===== Information given
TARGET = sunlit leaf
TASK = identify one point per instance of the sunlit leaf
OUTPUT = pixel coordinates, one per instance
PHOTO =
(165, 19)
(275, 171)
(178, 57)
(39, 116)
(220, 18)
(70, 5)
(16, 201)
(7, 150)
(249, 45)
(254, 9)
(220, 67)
==========
[Task statement]
Give the data back in full, matching it character for character.

[Result of the exercise]
TARGET = sunlit leaf
TASK = identify one point per instance of the sunlit leaf
OUTPUT = pixel coordinates, one per instance
PHOTO =
(165, 19)
(275, 171)
(178, 57)
(39, 116)
(220, 18)
(70, 5)
(16, 201)
(7, 150)
(249, 45)
(254, 9)
(220, 67)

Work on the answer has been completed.